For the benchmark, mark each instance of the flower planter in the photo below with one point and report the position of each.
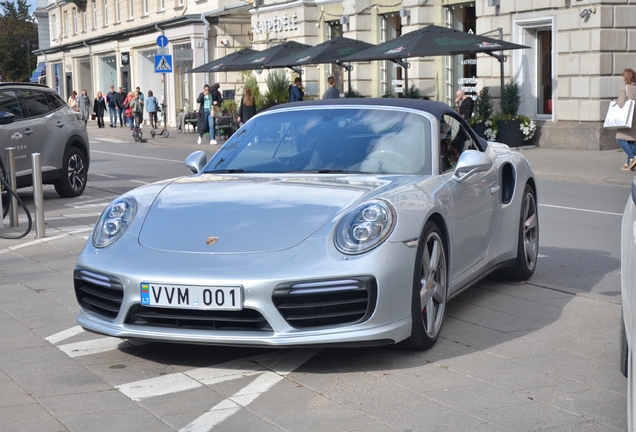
(510, 132)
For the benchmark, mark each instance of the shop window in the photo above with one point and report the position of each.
(391, 73)
(53, 27)
(94, 15)
(336, 71)
(461, 70)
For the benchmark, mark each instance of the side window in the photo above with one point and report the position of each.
(9, 102)
(35, 102)
(454, 140)
(55, 101)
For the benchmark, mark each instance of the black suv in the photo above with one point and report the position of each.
(35, 119)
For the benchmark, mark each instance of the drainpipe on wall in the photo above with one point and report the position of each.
(217, 12)
(90, 63)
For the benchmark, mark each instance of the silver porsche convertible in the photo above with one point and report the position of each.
(346, 222)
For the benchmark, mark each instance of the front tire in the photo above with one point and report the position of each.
(74, 175)
(430, 290)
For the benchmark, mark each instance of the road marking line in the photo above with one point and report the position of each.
(103, 175)
(138, 157)
(162, 385)
(247, 394)
(583, 210)
(94, 346)
(63, 335)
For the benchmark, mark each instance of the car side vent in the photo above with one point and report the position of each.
(98, 293)
(326, 303)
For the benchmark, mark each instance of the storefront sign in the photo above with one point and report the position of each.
(276, 25)
(183, 55)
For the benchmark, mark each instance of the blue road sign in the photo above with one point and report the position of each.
(163, 63)
(162, 41)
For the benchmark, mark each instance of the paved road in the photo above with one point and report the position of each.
(512, 357)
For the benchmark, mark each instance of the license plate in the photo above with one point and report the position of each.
(191, 297)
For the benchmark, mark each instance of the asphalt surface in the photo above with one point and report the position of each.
(512, 357)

::::

GOAL: Copy the lines above word for word, and leave out the picture.

SOLUTION FOR THIS PROBLEM:
For the benchmark, mark each instance of the flower planter in the photo below with one point and report the position of each.
(510, 132)
For the benchmark, mark each instance of the shop window in the photo above with one point and report the position of each.
(391, 73)
(53, 27)
(94, 15)
(336, 71)
(461, 70)
For the benchmark, mark each instance of the side window in the photo above with one point and report the position of each.
(9, 102)
(35, 102)
(454, 140)
(55, 101)
For the benchmark, mark each instance of the black suv in the photo above with one point and report the position of each.
(35, 119)
For the benchmark, mark each instance of the drainpipe on wall in the photo above with one point and report the position of each.
(217, 12)
(90, 63)
For the benchmark, mark each instance of the silver porsche convertible in the photo above with one point and report the position of each.
(346, 222)
For the benchmark, mark each instance of the front tire in the photo above with one point and report the position of each.
(74, 175)
(430, 290)
For the benchmark, mark each instance of the road marking line in the photo above with one point and report the position of each.
(103, 175)
(138, 157)
(162, 385)
(247, 394)
(583, 210)
(94, 346)
(63, 335)
For the benchmark, mark each instance of the car side vent in the photo above with one point and report the position of each.
(98, 293)
(326, 303)
For the benchmark, mark each instance of the storefront sign in the photo above with one point and report the position of each.
(276, 25)
(183, 55)
For the benchmark, mark each instance of the blue road sign in the photo above with one point and report the position of each.
(163, 63)
(162, 41)
For the benchmark, mark each instance of the paved road in the photo above with one point and report the position of each.
(512, 357)
For the benchmark, mark each instance of the license plate in the photo above with one point and report the position of each.
(191, 297)
For the benchmark, mark each instance of the asphalt surface in the photo above with one point and report the position of each.
(512, 357)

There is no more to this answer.